Sezione del documento ->
Odisseo, intanto, osservata questa sua manovra, legò i suoi compagni sotto gli arieti, riservandone uno a sè stesso, e vide che così riuscivano a passare uno dopo l’altro inosservati. Poi, aggrappato alla lana del più grosso montone, anch’egli si lasciò lentamente trascinare fuori; mentre Polifemo accarezzava l’ariete si chiedeva come fosse giunto per ultimo.

Il mio ariete preferito, come mai sei ora l’ultimo
a lasciare la caverna? Non è tua abitudine
lasciare andare prima le pecore, ma sei sempre il primo
a pascolare tra l’erba fiorita,
camminando con passi maestosi, e prima ti precipiti
al fresco ruscello, e prima ancora sei alla sera a tornare
la stalla; ora sei l’ultimo di tutti.
Ti addolori per il tuo padrone, che ha perso
l’occhio, colpito da un disgraziato imbroglione
e dalla sua vile ciurma?

Omero, Odissea, IX

Odisseo, fuggito così, balzò in piedi, liberò i suoi compagni, corse con loro in riva al mare, portando a bordo gli animali scelti, e poi, quando i suoi uomini ebbero remato fino ad una certa distanza, alzò la voce e schernì Polifemo, rivelando allo stesso tempo la sua identità.

Ah! Ciclope! coloro che nella tua caverna rocciosa
hai divorato, nel tuo brutale furore,
erano amici di uno non inesperto nella guerra;
Ti ho ampiamente restituito le tue colpe.
Crudele! che non temesti
di mangiare gli stranieri riparati dal tuo tetto,
Zeus e gli altri dèi li vendichino così!

* * *
Ciclope, se un uomo di nascita mortale
guarda ora la tua umiliante cecità, e se qualcuno
ti chiede a chi la devi, digli che il figlio di Laerte,
Odisseo, il distruttore di città dalle grandi mura, la
cui casa è Itaca, lui ti ha cavato l’occhio.

Consegna 1 ->
Elenchi i nomi propri di persona e di divinità che compaiono nel brano, indicando ciascuno una sola volta.
Il brano e le righe provengono da fonti diverse.

Estratti di dati di etichettatura delle posizioni
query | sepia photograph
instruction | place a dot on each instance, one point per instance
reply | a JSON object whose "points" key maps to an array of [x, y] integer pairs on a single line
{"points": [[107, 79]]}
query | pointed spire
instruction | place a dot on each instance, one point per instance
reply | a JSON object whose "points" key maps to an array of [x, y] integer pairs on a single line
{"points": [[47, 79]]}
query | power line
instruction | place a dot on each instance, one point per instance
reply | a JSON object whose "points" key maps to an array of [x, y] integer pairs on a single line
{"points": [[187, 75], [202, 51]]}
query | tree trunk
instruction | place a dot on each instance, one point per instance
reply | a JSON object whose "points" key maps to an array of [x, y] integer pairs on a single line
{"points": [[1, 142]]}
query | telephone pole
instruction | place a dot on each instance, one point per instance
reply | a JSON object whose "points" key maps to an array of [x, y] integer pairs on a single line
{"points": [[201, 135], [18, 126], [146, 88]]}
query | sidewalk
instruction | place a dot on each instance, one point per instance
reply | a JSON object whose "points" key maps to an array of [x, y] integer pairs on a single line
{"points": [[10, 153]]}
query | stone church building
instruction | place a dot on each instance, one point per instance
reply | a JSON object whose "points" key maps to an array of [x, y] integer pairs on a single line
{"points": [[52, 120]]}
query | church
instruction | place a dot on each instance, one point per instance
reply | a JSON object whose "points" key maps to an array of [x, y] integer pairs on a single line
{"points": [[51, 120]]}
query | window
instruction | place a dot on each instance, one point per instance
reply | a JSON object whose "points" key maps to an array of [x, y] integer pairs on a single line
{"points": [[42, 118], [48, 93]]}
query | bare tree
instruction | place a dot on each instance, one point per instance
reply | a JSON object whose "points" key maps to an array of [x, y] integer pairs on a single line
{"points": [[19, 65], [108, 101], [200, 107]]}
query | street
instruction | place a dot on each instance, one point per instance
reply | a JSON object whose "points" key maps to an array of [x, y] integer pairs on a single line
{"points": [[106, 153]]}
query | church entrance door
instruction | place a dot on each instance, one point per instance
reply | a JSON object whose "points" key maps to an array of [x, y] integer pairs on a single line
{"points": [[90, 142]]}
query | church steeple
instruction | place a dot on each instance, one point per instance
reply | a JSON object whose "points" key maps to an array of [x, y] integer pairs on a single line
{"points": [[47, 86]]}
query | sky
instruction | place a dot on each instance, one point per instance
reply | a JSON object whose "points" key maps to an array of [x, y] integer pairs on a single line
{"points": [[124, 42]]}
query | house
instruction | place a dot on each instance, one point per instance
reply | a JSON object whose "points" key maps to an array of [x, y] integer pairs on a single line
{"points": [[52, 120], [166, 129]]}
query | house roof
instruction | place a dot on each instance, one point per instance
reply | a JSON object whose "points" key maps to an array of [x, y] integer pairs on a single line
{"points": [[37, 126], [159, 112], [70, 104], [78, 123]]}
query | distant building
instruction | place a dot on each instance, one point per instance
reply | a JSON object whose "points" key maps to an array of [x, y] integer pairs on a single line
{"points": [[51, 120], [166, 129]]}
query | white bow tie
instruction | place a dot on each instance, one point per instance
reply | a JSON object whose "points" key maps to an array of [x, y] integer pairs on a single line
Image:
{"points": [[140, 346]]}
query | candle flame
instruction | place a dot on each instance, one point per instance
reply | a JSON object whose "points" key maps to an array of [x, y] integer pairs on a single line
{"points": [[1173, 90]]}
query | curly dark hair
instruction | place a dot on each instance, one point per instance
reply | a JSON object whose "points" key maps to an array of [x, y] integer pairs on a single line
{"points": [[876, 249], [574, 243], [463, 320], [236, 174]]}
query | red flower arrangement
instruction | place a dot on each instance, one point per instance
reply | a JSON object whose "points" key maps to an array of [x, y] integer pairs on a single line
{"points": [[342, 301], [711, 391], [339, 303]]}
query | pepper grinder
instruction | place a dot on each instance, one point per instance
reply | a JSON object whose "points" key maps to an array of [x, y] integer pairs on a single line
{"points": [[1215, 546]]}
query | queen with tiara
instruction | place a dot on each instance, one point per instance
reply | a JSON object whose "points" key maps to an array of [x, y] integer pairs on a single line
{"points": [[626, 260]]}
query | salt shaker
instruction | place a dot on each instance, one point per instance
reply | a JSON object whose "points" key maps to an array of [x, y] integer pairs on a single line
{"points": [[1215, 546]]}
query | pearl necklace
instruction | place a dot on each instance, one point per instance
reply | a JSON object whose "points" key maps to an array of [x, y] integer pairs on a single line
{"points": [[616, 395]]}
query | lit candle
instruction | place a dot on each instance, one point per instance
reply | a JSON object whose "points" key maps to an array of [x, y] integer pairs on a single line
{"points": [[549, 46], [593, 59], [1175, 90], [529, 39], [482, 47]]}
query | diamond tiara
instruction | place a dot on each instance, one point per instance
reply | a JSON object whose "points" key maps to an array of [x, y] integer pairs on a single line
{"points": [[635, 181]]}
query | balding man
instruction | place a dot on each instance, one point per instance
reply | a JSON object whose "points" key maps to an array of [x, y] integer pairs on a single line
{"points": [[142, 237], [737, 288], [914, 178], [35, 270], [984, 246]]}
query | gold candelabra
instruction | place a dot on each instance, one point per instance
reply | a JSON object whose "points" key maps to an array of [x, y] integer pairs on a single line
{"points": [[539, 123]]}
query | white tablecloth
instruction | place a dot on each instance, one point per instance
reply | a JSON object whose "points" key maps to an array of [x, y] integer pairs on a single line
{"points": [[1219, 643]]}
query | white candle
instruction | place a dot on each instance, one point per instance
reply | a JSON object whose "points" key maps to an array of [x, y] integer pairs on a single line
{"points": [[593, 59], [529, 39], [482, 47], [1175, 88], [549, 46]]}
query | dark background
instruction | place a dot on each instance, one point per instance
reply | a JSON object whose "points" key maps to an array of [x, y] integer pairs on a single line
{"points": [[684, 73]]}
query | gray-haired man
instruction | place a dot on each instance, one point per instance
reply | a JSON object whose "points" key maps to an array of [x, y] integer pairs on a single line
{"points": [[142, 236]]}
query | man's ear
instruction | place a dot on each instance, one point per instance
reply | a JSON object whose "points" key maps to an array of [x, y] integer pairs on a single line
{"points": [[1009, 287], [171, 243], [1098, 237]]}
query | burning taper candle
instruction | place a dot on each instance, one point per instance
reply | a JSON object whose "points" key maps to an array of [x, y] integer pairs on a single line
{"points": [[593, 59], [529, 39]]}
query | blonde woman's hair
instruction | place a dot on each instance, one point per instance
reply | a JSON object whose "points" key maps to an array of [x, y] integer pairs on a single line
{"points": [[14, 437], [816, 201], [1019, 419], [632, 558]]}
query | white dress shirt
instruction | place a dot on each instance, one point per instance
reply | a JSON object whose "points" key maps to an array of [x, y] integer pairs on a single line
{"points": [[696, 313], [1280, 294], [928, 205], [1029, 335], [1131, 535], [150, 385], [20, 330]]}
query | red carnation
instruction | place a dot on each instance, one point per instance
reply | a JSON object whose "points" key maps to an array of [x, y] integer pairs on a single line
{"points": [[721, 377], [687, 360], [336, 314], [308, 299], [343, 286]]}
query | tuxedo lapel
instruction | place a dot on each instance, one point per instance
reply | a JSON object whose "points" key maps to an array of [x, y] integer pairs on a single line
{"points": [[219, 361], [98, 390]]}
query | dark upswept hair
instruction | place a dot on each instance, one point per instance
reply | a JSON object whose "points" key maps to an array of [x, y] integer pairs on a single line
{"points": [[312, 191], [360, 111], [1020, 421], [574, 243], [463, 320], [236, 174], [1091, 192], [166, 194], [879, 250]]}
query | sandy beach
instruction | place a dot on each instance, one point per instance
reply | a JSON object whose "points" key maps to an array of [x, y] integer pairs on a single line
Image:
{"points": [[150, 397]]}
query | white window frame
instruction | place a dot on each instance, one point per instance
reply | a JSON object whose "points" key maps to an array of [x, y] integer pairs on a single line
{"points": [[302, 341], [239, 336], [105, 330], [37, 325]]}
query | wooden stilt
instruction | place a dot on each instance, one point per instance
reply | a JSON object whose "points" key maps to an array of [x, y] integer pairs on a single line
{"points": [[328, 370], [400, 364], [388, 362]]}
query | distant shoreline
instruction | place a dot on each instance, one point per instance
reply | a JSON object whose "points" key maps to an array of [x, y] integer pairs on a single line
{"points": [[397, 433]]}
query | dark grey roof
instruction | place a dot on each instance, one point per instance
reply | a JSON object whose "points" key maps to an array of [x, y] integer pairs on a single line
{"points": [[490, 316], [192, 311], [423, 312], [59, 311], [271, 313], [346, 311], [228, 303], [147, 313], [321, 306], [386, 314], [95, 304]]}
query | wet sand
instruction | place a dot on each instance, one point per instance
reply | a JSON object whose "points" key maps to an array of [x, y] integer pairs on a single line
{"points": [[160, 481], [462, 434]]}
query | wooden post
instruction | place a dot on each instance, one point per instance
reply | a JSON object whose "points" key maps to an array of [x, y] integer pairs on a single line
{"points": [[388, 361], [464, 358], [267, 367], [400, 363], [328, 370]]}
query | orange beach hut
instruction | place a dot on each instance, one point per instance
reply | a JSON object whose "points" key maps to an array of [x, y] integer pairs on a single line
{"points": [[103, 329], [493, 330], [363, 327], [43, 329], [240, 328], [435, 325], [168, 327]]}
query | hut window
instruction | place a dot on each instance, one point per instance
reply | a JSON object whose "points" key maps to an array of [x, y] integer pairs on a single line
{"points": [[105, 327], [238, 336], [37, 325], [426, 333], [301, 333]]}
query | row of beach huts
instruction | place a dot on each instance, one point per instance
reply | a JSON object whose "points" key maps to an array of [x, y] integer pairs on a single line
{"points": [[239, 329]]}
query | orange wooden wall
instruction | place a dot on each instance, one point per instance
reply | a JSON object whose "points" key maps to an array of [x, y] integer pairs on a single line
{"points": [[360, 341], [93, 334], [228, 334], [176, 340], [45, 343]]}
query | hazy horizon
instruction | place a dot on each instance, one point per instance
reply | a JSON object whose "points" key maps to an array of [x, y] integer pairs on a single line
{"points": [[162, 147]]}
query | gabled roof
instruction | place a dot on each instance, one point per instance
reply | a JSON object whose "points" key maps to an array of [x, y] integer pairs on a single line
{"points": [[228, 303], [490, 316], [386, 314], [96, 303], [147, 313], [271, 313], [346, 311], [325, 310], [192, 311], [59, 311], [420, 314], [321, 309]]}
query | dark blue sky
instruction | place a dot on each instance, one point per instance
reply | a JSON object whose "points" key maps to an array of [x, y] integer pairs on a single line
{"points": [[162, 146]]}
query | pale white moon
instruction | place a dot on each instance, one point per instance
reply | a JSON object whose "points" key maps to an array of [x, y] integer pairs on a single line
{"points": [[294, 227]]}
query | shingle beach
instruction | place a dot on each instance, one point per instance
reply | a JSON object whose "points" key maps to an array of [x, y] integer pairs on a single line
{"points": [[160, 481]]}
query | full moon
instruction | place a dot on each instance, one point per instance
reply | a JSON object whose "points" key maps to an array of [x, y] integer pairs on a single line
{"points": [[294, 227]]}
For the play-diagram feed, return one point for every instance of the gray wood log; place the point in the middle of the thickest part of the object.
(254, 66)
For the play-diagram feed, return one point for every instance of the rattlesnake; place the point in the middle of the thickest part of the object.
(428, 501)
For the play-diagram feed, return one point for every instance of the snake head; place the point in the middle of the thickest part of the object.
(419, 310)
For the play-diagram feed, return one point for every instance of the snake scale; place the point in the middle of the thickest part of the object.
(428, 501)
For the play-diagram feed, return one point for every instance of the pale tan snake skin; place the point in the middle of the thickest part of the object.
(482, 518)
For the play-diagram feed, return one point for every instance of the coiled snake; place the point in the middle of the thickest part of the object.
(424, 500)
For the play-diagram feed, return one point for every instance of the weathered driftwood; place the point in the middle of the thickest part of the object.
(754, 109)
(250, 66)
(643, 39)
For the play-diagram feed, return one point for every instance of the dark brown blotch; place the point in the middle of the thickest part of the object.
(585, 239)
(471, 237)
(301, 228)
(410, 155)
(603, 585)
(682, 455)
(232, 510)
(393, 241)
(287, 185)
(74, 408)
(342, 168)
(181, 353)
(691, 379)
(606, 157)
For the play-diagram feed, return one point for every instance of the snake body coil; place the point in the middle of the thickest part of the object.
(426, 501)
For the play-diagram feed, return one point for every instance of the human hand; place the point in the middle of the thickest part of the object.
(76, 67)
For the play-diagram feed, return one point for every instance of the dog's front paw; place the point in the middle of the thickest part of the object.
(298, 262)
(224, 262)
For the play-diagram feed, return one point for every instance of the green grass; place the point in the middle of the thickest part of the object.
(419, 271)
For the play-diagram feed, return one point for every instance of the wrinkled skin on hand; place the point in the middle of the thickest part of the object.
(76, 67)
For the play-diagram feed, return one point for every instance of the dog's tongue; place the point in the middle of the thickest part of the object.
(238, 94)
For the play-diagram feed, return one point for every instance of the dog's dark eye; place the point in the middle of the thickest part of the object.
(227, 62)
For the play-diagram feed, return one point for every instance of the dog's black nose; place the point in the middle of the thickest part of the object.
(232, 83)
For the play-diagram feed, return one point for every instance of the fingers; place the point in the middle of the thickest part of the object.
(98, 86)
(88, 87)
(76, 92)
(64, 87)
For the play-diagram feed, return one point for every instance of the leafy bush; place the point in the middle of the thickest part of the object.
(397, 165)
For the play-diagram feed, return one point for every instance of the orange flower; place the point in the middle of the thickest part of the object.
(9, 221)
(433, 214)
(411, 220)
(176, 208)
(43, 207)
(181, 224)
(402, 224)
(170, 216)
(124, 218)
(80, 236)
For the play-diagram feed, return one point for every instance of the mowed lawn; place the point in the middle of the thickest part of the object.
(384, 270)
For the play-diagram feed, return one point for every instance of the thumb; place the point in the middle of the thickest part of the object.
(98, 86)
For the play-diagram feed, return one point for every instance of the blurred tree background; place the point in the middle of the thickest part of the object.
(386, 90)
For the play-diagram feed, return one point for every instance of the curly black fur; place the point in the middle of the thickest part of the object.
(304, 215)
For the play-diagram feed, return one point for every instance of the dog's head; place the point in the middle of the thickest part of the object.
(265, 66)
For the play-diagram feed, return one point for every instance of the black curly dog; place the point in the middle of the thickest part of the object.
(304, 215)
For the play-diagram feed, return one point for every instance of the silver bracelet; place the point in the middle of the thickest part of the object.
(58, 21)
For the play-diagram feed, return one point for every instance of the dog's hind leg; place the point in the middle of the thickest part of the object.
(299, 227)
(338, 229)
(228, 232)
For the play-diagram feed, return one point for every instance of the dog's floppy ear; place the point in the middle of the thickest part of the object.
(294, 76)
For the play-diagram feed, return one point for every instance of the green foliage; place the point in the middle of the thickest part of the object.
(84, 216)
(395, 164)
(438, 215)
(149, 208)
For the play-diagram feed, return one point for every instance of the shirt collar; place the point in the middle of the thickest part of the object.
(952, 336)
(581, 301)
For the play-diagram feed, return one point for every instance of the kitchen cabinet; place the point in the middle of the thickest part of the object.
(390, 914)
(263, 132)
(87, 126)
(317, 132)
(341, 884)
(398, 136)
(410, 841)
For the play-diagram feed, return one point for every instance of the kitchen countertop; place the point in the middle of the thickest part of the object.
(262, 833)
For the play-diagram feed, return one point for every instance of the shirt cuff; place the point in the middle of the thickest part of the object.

Consegna 2 ->
Restituisca tutte le righe che contengono la stringa "wooden", distinguendo tra maiuscole e minuscole.

Risposta completa 1 ->
Odisseo, Polifemo, Omero, Zeus, Laerte

Risposta completa 2 ->
query | wooden stilt
query | wooden post
query | orange wooden wall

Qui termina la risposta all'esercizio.